*The exercise*:
What follows is a listing to be transcribed exactly.

*Provided records*:
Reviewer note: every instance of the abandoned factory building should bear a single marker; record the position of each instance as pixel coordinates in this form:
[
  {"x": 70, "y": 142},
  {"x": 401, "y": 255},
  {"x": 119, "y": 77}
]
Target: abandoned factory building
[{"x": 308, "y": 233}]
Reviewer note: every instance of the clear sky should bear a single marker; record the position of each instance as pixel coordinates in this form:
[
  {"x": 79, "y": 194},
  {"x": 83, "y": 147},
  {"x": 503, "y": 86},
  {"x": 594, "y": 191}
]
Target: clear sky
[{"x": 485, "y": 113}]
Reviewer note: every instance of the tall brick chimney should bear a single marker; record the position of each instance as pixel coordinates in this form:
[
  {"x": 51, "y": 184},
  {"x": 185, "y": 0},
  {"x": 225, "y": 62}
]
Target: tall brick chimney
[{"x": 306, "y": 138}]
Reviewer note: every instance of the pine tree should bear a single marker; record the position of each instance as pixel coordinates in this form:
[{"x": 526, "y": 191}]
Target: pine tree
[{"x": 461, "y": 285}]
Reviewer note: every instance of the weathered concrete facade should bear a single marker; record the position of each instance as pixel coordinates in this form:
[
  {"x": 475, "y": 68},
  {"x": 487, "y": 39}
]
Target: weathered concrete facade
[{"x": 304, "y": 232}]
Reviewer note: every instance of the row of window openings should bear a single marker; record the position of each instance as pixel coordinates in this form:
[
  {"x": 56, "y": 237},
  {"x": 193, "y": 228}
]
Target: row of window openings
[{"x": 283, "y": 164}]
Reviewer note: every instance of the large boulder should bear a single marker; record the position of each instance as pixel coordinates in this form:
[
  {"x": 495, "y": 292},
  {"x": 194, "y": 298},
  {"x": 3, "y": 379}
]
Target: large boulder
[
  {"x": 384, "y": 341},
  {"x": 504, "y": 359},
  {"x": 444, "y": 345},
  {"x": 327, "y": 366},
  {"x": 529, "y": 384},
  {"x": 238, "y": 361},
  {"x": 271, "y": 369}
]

*The completed task*:
Reviewer note: every instance of the abandoned factory building should bear a single marker; record the position of each instance as pixel coordinates in this form:
[
  {"x": 70, "y": 142},
  {"x": 401, "y": 255},
  {"x": 119, "y": 77}
]
Target: abandoned factory building
[{"x": 308, "y": 233}]
Reviewer note: every instance of the clear sky should bear a single marker; record the position of each instance as pixel coordinates in this form:
[
  {"x": 79, "y": 194},
  {"x": 83, "y": 147},
  {"x": 503, "y": 86},
  {"x": 594, "y": 191}
]
Target: clear sky
[{"x": 485, "y": 113}]
Reviewer note: every instance of the tall brick chimney should bear a single marker; record the position of each instance as pixel coordinates in this form:
[
  {"x": 51, "y": 184},
  {"x": 185, "y": 0},
  {"x": 225, "y": 62}
]
Target: tall brick chimney
[{"x": 306, "y": 138}]
Reviewer note: every instance of the pine tree should bear a single marker; record the position of each instance as pixel coordinates in this form:
[{"x": 526, "y": 191}]
Target: pine tree
[{"x": 461, "y": 285}]
Reviewer note: every instance of the weathered concrete facade should bear a single marker; record the position of each instance as pixel coordinates in this form:
[
  {"x": 475, "y": 68},
  {"x": 487, "y": 39}
]
Target: weathered concrete facade
[{"x": 304, "y": 232}]
Reviewer note: every instance of the row of window openings should bear a single marker; record the position of each instance as pixel coordinates in this form:
[
  {"x": 56, "y": 237},
  {"x": 193, "y": 228}
]
Target: row of window openings
[{"x": 283, "y": 164}]
Reviewer note: every instance of the large boulder should bear a single marker; record the position of each instance as pixel coordinates in this form:
[
  {"x": 495, "y": 292},
  {"x": 194, "y": 298},
  {"x": 3, "y": 379}
]
Target: large boulder
[
  {"x": 384, "y": 341},
  {"x": 504, "y": 359},
  {"x": 444, "y": 345},
  {"x": 327, "y": 366},
  {"x": 529, "y": 384},
  {"x": 238, "y": 361},
  {"x": 271, "y": 369}
]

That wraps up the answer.